> **Extracted text**:
━━━━
Overview

The align-DNA Nextflow pipeline, aligns paired-end data utilizing BWA-MEM2 and/or HISAT2, Picard Tools and SAMtools. The pipeline has been engineered to run in a 4 layer stack in a cloud-based scalable environment of CycleCloud, Slurm, Nextflow and Docker. Additionally, it has been validated with the SMC-HET dataset and reference GRCh38, where paired-end fastq’s were created with BAM Surgeon.

The pipeline should be run WITH A SINGLE SAMPLE AT A TIME. Otherwise resource allocation and Nextflow errors could cause the pipeline to fail.

Developer's Notes:

For some reads with low mapping qualities, BWA-MEM2 assigns them to different genomic positions when using different CPU-numbers. If you want to 100% reproduce a run, the same CPU-number (bwa_mem_number_of_cpus) needs to be set.

BWA-MEM2 now only supports five CPU instruction set, AVX, AVX2, AVX512, SSE4.1 and SSE4.2. However we only tested the pipeline on AVX2 and AVX512 CPUs.

We performed a benchmarking on our SLURM cluster. Using 56 CPUs for alignment (bwa_mem_number_of_cpus) gives it the best performance. See Testing and Validation.
━━━━
> **Your objective**:
Could you reproduce, word for word, the part of the align-DNA pipeline overview that opens with the words containing "BWA-MEM2 now only" and closes with "and AVX512 CPUs."?

> **Records shown**:
━━━━
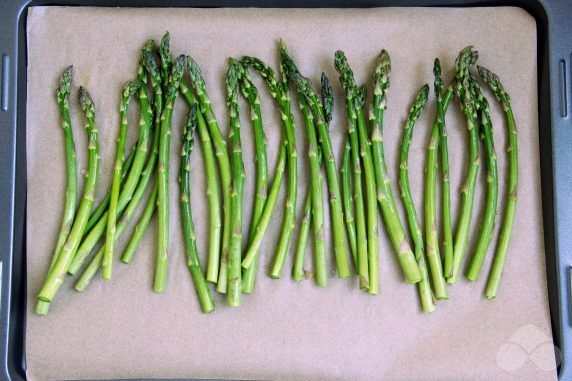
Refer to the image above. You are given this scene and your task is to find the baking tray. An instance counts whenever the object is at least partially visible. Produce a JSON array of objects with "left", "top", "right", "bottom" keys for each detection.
[{"left": 0, "top": 0, "right": 572, "bottom": 380}]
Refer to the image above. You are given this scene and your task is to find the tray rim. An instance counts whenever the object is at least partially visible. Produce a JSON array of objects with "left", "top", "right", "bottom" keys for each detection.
[{"left": 0, "top": 0, "right": 572, "bottom": 380}]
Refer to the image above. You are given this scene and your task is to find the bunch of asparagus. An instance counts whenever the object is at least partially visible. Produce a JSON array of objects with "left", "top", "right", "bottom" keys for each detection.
[{"left": 36, "top": 33, "right": 518, "bottom": 314}]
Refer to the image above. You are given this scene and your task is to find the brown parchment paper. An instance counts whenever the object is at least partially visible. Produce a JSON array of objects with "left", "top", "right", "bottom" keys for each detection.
[{"left": 26, "top": 7, "right": 556, "bottom": 380}]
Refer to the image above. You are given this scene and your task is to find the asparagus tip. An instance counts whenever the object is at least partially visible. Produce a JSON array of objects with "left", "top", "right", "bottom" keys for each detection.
[
  {"left": 321, "top": 72, "right": 334, "bottom": 124},
  {"left": 433, "top": 58, "right": 443, "bottom": 97},
  {"left": 57, "top": 65, "right": 73, "bottom": 97},
  {"left": 373, "top": 49, "right": 391, "bottom": 98},
  {"left": 78, "top": 86, "right": 93, "bottom": 112}
]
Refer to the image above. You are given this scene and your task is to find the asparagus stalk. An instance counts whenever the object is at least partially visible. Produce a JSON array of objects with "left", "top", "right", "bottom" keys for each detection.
[
  {"left": 85, "top": 147, "right": 137, "bottom": 233},
  {"left": 179, "top": 103, "right": 216, "bottom": 313},
  {"left": 399, "top": 85, "right": 436, "bottom": 312},
  {"left": 85, "top": 40, "right": 155, "bottom": 232},
  {"left": 292, "top": 192, "right": 312, "bottom": 282},
  {"left": 281, "top": 52, "right": 350, "bottom": 278},
  {"left": 238, "top": 57, "right": 288, "bottom": 270},
  {"left": 370, "top": 50, "right": 421, "bottom": 283},
  {"left": 179, "top": 82, "right": 222, "bottom": 283},
  {"left": 334, "top": 51, "right": 370, "bottom": 290},
  {"left": 102, "top": 81, "right": 140, "bottom": 279},
  {"left": 340, "top": 136, "right": 358, "bottom": 271},
  {"left": 74, "top": 183, "right": 158, "bottom": 292},
  {"left": 36, "top": 66, "right": 77, "bottom": 315},
  {"left": 117, "top": 183, "right": 158, "bottom": 266},
  {"left": 477, "top": 66, "right": 518, "bottom": 299},
  {"left": 49, "top": 66, "right": 77, "bottom": 262},
  {"left": 420, "top": 59, "right": 452, "bottom": 298},
  {"left": 75, "top": 68, "right": 161, "bottom": 284},
  {"left": 68, "top": 48, "right": 156, "bottom": 275},
  {"left": 433, "top": 58, "right": 454, "bottom": 278},
  {"left": 298, "top": 94, "right": 328, "bottom": 287},
  {"left": 159, "top": 32, "right": 173, "bottom": 95},
  {"left": 38, "top": 87, "right": 99, "bottom": 303},
  {"left": 118, "top": 88, "right": 161, "bottom": 263},
  {"left": 270, "top": 41, "right": 298, "bottom": 279},
  {"left": 242, "top": 143, "right": 286, "bottom": 269},
  {"left": 75, "top": 129, "right": 160, "bottom": 291},
  {"left": 121, "top": 47, "right": 164, "bottom": 263},
  {"left": 447, "top": 46, "right": 481, "bottom": 284},
  {"left": 466, "top": 76, "right": 498, "bottom": 282},
  {"left": 187, "top": 57, "right": 232, "bottom": 293},
  {"left": 240, "top": 66, "right": 268, "bottom": 294},
  {"left": 153, "top": 55, "right": 187, "bottom": 292},
  {"left": 292, "top": 73, "right": 336, "bottom": 282},
  {"left": 226, "top": 58, "right": 245, "bottom": 307}
]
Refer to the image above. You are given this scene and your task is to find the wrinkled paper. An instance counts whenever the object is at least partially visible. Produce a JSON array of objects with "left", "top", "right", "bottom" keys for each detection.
[{"left": 26, "top": 7, "right": 556, "bottom": 380}]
━━━━
> **Result of this task**:
BWA-MEM2 now only supports five CPU instruction set, AVX, AVX2, AVX512, SSE4.1 and SSE4.2. However we only tested the pipeline on AVX2 and AVX512 CPUs.